> [THE REQUEST]: Update the part of the material that opens with the line containing "Put one point on every instance of the evergreen" and closes with the line containing "(648, 1025)" by changing "wildlife-count log" to "wildlife survey log", and give those lines back with nothing else altered.

> [MATERIAL SHOWN]:

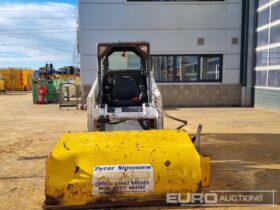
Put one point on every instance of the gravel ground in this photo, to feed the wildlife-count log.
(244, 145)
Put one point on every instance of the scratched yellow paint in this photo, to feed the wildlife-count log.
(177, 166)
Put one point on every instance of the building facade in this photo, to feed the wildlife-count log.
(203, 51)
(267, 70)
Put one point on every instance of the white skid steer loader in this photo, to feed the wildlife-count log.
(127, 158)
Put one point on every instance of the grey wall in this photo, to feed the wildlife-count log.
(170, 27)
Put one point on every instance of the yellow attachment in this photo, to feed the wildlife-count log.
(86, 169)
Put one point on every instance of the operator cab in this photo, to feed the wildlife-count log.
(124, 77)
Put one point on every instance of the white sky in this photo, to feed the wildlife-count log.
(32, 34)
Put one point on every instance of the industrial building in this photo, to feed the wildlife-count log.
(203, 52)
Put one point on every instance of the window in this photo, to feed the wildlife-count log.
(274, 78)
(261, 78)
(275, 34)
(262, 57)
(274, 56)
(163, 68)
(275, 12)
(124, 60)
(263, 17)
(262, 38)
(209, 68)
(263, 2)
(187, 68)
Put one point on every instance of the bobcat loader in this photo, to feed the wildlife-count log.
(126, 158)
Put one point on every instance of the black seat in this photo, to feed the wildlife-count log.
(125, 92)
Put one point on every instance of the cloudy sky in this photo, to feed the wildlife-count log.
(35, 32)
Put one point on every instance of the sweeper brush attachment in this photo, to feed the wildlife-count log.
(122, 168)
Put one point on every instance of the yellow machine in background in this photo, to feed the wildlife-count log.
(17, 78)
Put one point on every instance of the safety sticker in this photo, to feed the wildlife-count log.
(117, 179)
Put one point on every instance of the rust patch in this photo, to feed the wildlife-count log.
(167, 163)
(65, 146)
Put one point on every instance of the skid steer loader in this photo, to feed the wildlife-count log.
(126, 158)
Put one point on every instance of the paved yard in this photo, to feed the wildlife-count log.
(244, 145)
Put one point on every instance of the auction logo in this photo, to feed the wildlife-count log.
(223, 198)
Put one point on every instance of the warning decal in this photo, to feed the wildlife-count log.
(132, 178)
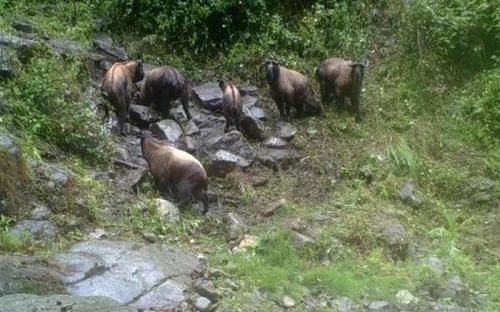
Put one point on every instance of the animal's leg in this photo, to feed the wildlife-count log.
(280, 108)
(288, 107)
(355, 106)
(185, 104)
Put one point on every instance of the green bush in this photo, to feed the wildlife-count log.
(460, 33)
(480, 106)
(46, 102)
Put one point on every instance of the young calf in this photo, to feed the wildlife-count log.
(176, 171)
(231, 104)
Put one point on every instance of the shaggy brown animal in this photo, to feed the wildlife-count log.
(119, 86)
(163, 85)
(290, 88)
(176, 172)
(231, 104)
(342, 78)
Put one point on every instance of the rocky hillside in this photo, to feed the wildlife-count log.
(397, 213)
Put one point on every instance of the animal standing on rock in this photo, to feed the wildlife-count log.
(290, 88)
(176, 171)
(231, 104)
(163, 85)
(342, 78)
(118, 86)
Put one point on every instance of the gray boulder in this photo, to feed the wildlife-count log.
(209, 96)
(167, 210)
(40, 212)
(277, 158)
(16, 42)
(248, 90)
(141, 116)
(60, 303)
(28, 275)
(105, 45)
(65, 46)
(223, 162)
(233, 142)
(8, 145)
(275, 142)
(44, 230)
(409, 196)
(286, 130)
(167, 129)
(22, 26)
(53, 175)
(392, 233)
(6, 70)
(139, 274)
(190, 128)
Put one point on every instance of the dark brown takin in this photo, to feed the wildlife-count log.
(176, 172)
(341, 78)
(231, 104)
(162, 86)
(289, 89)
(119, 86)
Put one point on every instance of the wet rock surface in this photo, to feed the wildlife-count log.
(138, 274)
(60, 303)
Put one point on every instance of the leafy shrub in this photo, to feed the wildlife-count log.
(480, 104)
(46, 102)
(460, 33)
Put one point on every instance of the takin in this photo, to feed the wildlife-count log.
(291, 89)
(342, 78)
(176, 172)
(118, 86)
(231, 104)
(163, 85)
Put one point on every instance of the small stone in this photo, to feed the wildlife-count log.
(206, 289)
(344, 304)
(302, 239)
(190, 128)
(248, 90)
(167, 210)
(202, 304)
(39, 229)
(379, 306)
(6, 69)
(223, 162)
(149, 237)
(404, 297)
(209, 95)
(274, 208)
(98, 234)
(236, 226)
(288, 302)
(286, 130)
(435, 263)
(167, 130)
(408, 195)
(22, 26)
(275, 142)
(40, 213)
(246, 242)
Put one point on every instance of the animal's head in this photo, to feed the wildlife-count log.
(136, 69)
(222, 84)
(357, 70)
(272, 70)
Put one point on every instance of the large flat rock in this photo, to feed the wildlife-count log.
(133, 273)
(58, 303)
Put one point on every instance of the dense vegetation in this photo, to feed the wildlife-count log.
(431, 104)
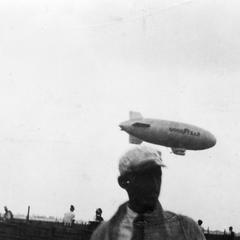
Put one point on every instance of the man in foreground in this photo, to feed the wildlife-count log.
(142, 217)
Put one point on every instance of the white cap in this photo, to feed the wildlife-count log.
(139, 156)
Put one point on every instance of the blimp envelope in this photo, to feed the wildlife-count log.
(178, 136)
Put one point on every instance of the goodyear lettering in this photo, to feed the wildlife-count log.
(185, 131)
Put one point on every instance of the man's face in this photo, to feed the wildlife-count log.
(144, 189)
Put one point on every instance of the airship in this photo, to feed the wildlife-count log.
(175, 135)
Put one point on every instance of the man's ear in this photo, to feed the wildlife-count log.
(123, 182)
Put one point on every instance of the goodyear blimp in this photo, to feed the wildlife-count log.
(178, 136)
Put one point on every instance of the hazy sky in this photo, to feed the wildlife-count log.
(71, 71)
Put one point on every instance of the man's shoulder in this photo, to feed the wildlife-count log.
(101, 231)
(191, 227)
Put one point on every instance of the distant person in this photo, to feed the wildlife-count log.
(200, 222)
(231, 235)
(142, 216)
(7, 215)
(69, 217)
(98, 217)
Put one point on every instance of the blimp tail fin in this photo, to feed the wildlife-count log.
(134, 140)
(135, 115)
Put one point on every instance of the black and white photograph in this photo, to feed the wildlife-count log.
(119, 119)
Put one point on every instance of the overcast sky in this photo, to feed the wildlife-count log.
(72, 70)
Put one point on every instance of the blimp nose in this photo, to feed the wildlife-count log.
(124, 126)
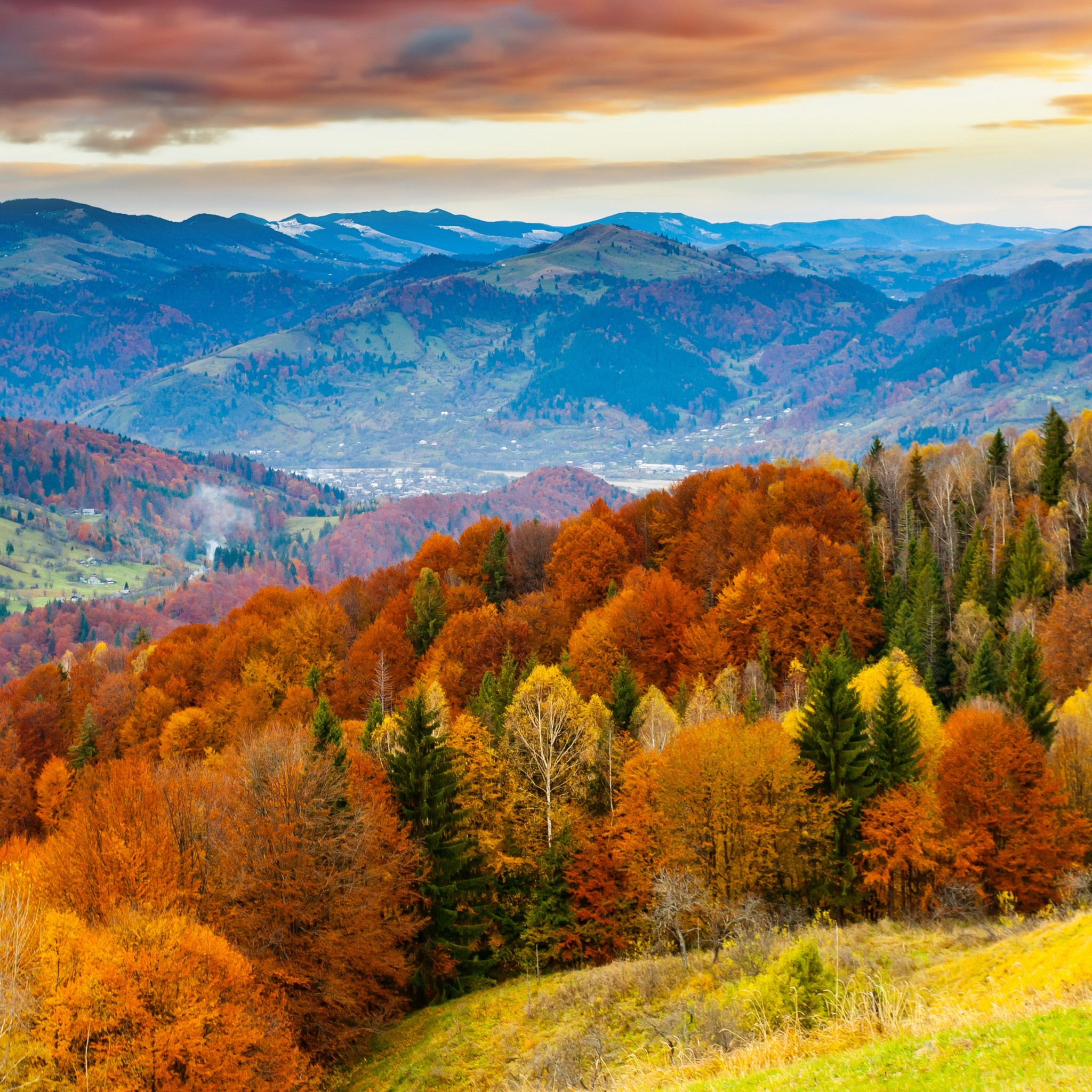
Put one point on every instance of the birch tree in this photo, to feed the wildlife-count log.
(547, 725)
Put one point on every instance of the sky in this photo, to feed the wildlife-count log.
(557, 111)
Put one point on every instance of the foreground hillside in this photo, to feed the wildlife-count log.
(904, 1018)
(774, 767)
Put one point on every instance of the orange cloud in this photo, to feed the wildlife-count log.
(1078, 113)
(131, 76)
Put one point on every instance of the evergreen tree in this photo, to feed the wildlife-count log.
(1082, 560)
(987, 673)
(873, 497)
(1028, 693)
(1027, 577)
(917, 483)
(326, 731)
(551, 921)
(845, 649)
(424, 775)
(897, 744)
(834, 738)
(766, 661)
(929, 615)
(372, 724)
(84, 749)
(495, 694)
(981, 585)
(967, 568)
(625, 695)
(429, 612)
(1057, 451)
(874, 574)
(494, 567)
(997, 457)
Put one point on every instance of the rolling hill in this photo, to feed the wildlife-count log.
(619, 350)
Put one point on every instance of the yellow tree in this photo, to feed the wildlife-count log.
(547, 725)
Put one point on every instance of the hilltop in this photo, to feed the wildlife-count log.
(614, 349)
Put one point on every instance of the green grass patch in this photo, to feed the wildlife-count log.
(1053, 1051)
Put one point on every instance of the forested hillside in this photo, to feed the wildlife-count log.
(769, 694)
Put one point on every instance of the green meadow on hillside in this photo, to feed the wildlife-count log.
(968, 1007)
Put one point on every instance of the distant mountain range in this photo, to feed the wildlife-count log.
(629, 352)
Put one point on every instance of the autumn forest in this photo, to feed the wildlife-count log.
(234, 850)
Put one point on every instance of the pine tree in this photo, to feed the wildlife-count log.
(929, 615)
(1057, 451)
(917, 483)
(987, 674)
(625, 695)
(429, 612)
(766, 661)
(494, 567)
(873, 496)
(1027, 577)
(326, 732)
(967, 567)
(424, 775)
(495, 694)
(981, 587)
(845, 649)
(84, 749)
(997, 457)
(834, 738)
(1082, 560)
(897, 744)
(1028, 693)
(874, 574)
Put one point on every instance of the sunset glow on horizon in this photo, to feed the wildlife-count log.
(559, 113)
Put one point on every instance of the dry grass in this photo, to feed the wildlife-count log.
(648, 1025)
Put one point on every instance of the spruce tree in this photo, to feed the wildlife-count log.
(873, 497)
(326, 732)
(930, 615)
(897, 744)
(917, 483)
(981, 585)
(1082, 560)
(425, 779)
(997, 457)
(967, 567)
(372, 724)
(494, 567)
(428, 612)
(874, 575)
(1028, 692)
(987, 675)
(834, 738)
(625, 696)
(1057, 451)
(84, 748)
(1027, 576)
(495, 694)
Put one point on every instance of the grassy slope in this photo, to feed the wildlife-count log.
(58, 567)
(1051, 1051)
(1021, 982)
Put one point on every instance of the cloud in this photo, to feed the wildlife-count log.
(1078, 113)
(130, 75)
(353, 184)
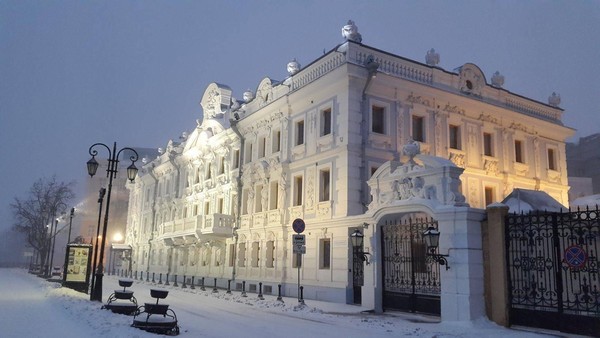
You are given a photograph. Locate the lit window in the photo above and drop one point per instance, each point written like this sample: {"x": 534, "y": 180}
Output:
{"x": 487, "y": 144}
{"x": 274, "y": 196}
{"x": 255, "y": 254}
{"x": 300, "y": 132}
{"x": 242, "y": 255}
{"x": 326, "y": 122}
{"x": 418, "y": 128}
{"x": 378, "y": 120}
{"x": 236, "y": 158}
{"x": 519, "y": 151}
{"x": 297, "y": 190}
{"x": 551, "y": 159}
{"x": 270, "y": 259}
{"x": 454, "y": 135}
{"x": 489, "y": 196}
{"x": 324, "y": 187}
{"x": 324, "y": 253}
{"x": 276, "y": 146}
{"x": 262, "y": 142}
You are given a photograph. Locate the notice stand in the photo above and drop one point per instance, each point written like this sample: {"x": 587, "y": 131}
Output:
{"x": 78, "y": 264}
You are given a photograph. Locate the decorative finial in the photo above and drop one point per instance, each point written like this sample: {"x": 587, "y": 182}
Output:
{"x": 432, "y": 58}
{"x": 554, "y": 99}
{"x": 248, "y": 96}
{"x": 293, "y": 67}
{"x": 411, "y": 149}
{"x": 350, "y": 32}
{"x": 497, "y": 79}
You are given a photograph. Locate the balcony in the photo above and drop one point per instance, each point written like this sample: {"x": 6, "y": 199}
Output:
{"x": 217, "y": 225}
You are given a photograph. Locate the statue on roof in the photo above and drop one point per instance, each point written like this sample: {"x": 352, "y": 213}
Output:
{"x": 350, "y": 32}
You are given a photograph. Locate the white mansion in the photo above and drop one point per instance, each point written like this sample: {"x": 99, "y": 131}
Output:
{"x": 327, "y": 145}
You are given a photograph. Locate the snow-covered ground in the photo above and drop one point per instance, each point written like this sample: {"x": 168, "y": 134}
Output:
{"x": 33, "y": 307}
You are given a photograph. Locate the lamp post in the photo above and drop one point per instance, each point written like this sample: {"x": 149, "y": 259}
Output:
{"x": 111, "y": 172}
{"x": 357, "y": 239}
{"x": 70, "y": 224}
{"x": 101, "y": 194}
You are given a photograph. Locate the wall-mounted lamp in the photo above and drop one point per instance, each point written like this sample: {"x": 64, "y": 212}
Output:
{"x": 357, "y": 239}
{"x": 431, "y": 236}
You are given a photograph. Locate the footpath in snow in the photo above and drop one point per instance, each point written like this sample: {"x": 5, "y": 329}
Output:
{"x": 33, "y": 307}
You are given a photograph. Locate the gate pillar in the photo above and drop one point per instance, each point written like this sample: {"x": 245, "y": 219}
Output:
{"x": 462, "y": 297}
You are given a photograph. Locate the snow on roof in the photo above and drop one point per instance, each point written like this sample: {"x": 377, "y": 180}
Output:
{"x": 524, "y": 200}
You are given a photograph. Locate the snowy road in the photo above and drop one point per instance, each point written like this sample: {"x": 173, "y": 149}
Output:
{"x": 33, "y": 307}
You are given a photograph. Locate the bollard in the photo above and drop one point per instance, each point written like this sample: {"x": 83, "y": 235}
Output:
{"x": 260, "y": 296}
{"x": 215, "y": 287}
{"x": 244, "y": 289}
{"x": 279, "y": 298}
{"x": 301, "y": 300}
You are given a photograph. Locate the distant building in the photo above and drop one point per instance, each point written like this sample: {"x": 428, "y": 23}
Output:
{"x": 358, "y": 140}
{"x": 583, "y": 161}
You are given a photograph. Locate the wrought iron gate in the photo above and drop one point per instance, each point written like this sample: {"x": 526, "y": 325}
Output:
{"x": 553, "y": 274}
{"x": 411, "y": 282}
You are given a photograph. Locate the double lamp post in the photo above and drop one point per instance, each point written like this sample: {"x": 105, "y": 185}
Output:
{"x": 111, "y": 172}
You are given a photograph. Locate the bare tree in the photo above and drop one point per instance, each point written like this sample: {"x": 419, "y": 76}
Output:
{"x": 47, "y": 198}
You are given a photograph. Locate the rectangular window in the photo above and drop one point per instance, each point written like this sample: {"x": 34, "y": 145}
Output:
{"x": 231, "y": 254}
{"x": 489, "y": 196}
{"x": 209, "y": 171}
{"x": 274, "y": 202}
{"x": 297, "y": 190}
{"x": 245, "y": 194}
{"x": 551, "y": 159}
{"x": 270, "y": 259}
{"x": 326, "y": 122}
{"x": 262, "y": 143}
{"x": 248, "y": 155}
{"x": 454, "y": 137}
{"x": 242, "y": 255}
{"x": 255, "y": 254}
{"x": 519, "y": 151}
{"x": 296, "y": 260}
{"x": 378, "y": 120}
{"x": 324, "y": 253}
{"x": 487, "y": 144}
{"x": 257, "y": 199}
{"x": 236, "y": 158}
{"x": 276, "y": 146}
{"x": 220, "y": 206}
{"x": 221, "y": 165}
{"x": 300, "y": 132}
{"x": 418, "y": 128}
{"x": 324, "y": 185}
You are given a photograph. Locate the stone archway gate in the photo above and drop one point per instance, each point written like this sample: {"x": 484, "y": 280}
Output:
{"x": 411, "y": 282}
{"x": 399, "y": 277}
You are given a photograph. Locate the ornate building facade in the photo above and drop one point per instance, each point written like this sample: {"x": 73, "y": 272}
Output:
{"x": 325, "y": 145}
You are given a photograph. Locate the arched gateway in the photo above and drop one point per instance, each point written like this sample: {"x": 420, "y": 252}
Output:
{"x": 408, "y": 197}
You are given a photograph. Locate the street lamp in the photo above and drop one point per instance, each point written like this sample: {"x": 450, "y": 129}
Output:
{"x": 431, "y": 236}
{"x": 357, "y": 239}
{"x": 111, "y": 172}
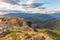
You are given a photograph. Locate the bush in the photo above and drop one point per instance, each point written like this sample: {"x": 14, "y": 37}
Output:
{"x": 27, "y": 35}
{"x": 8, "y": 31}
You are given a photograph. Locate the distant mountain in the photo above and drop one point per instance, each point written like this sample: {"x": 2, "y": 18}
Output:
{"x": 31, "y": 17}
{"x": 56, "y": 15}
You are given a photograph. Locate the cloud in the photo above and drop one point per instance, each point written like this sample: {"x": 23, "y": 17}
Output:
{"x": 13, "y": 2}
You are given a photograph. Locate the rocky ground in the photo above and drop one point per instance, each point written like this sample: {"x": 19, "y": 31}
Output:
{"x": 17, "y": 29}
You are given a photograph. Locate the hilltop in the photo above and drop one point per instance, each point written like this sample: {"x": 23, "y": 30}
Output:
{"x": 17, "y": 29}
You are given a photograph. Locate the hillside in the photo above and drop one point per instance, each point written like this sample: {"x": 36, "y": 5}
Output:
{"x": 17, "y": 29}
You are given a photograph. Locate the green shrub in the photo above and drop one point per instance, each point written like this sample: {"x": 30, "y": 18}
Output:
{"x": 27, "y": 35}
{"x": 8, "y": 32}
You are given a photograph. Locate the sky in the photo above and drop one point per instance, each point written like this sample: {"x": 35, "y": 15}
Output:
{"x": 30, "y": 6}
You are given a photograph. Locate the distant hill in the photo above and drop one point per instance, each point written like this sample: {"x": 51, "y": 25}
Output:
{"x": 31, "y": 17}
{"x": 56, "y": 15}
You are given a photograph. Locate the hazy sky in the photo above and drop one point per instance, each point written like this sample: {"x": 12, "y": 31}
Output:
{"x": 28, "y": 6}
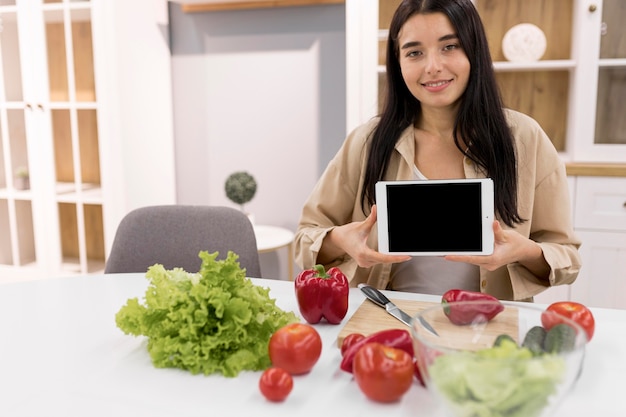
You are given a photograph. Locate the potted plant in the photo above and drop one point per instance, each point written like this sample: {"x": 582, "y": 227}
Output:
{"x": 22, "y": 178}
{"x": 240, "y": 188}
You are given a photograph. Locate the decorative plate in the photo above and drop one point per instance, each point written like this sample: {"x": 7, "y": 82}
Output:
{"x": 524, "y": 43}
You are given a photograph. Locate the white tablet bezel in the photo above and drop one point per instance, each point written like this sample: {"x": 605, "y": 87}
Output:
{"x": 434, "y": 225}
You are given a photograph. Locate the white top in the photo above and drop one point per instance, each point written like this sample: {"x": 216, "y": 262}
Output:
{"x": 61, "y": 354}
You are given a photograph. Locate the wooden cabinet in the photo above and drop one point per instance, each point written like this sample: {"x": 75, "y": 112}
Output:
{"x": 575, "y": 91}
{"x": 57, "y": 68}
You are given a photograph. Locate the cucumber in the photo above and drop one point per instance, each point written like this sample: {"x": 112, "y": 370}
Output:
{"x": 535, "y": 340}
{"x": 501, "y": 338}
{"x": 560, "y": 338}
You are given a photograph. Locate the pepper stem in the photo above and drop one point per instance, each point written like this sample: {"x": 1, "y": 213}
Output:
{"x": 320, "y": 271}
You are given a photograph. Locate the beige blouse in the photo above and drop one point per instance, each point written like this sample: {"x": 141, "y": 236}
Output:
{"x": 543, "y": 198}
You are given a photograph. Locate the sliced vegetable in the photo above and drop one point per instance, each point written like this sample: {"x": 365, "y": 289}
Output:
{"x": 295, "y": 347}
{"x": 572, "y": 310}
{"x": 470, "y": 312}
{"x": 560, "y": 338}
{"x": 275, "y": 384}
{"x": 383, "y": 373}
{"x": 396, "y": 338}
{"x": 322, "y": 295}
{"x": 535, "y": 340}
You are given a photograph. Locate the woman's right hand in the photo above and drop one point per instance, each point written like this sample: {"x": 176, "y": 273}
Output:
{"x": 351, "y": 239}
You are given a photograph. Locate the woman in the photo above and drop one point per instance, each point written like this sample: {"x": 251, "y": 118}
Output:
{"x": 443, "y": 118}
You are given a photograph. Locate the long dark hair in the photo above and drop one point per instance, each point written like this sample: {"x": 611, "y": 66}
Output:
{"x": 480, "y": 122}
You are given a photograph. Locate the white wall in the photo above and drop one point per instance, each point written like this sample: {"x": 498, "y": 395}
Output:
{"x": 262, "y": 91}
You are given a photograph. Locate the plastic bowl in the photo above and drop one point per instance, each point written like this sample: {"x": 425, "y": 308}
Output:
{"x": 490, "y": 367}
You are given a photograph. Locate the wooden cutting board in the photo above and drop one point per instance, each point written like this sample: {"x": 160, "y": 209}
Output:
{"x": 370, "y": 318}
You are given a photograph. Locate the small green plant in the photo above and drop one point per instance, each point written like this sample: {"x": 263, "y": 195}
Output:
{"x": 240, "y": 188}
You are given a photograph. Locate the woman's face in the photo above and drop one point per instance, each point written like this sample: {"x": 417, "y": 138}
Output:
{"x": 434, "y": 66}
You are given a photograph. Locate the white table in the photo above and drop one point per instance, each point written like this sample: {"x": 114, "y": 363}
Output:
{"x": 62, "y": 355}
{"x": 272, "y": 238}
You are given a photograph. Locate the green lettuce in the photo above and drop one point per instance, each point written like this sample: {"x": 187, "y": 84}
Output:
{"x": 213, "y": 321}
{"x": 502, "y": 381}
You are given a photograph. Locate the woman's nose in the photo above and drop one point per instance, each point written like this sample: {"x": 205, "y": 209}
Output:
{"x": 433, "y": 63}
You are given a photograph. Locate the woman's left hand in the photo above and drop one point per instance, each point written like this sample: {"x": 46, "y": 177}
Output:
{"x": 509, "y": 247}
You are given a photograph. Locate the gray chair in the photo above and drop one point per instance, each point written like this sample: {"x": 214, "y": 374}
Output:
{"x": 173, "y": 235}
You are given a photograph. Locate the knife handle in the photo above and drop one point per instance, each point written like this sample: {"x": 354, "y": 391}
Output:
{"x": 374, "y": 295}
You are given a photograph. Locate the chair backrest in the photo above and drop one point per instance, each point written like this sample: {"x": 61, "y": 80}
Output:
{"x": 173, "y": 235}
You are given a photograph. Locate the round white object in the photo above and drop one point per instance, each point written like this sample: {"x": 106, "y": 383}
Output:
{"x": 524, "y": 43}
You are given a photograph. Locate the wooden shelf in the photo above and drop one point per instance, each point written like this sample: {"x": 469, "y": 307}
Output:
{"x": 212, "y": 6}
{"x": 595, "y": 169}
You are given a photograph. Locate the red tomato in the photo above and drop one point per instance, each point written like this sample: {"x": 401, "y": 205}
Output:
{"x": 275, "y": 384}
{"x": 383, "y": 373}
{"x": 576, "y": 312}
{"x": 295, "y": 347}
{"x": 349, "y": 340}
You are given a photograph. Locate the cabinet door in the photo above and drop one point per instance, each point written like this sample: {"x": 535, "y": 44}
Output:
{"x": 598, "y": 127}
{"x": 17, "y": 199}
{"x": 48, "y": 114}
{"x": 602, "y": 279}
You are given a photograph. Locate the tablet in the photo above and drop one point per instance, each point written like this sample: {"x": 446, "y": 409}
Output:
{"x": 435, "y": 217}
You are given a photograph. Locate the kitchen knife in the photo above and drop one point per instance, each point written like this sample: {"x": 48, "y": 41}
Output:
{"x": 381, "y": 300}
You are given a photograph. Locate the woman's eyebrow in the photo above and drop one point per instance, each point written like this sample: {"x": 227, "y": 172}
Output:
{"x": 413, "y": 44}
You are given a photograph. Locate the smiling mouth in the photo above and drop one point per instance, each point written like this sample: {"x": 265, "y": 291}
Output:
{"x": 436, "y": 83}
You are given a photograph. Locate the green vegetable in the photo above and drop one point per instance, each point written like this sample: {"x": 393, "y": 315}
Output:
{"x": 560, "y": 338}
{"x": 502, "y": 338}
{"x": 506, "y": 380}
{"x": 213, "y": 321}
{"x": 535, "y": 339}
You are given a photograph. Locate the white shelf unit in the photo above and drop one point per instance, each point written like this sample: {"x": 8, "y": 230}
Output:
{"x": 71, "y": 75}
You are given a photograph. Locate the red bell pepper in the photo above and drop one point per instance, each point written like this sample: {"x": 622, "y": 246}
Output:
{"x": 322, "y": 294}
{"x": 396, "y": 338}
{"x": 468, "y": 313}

> [EXERCISE OUTPUT]:
Put one point on every instance of the evergreen tree in this photo, to feed the wildlife survey log.
(1082, 560)
(987, 673)
(873, 497)
(1028, 693)
(1027, 577)
(917, 483)
(326, 731)
(551, 921)
(845, 649)
(424, 775)
(897, 744)
(834, 738)
(766, 661)
(929, 615)
(372, 724)
(84, 749)
(495, 694)
(981, 585)
(967, 568)
(625, 695)
(429, 612)
(1057, 451)
(874, 574)
(494, 567)
(997, 457)
Put one point on every instance of the rolling hill in this photo, to feed the wildlife survey log.
(619, 350)
Put one point on every instance of the yellow tree in this photo, to feed the wildlife survey log.
(547, 725)
Put one point on every instance of the hilltop in this photo, to feed the wildlife survey log.
(614, 349)
Put one point on every instance of the green grass patch in this photo, to feed the wildlife survey log.
(1053, 1051)
Put one point on every instance of the forested hillside in this photo, to feed the wildlife survey log.
(769, 694)
Put one point on every instance of the green meadow on hillside in this photo, to feed the wildlife survey log.
(968, 1007)
Put one point on every instance of the distant mountain range in this photo, to feed the wildlife survey log.
(629, 352)
Put one point on every instance of the autumn forest in this photo, to feed the wildlife survey log.
(234, 850)
Put one point on every instance of the pine tree in this photo, to feed the wildlife survey log.
(929, 615)
(1057, 451)
(917, 483)
(987, 674)
(625, 695)
(429, 612)
(766, 661)
(494, 567)
(873, 496)
(1027, 577)
(326, 732)
(967, 567)
(424, 775)
(495, 694)
(981, 587)
(845, 649)
(84, 749)
(997, 457)
(834, 738)
(1082, 560)
(897, 744)
(1028, 693)
(874, 574)
Put one point on every instance of the sunset glow on horizon in this photo, to feed the wildlife survey log.
(559, 113)
Put one point on every instance of the dry grass in this photo, to feed the wildlife survey log.
(648, 1025)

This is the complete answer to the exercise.